Vorliegender Text>
#####

Unverhofft kommt oft: Nach 5 Jahren bringt Sony wieder einen Heimkino-Verstärker auf den deutschen Markt. Der 1.000 Euro teure TA-AN1000 hat nicht nur HDMI 2.1, Dolby Atmos und DTS:X an Bord, sondern auch einige exklusive Raumklang-Features.
Amerika ist wirklich das Land der unbegrenzten Möglichkeiten, zumindest wenn es um AV-Receiver von Sony geht. Denn in den USA offerieren die Japaner seit jeher eine nicht zu verachtende Auswahl an Heimkino-Boliden, auch aus der hochwertigen „ES“-Baureihe – wie das 3.300 Dollar teure Flaggschiff STR-AZ7000ES mit 13 Endstufen. Hierzulande ist hingegen in diesem Sony-Segment seit Jahren Sauregurkenzeit angesagt. Die letzten AV-Receiver dieses Herstellers kamen 2018 auf den Markt und zählten allesamt zur Einsteiger-Klasse. Das gilt auch für den brandneuen TA-AN1000, der mit 1.000 Euro zu Buche schlägt und sieben Endstufen sein Eigen nennt – interessant ist er trotzdem.

#####

Quellmaterial>
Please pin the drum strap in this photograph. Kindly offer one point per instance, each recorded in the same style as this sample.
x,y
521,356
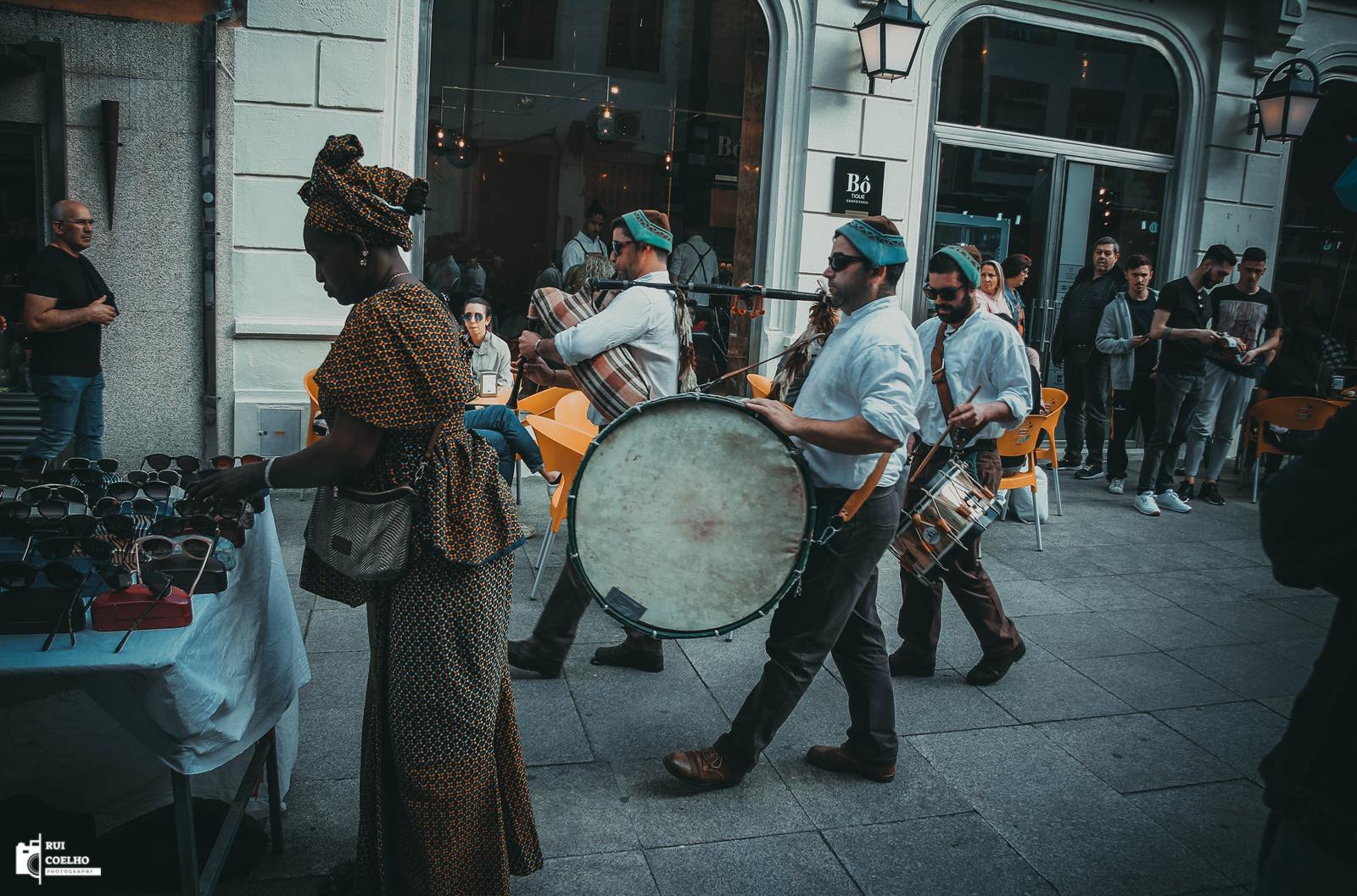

#####

Aufgabe 1>
Schreib den Abschnitt aus dem Text über den Sony-Verstärker wortgetreu ab. Er beginnt bei „Unverhofft kommt oft: Nach“ und endet bei „einige exklusive Raumklang-Features.“.
Aufgabe 2>
Stimmen die folgenden Aussagen mit dem Text über den Sony-Verstärker überein? Antworte jeweils mit Ja oder Nein und zitiere die entscheidenden Worte aus dem Text.
(a) Der TA-AN1000 hat sieben Endstufen.
(b) Die letzten AV-Receiver von Sony aus dem Jahr 2018 gehörten zur Oberklasse.
(c) Das Flaggschiff STR-AZ7000ES kostet 3.300 Dollar.

Ergebnis 1>
Unverhofft kommt oft: Nach 5 Jahren bringt Sony wieder einen Heimkino-Verstärker auf den deutschen Markt. Der 1.000 Euro teure TA-AN1000 hat nicht nur HDMI 2.1, Dolby Atmos und DTS:X an Bord, sondern auch einige exklusive Raumklang-Features.

Ergebnis 2>
(a) Ja: „sieben Endstufen sein Eigen nennt“
(b) Nein: „zählten allesamt zur Einsteiger-Klasse“
(c) Ja: „das 3.300 Dollar teure Flaggschiff STR-AZ7000ES“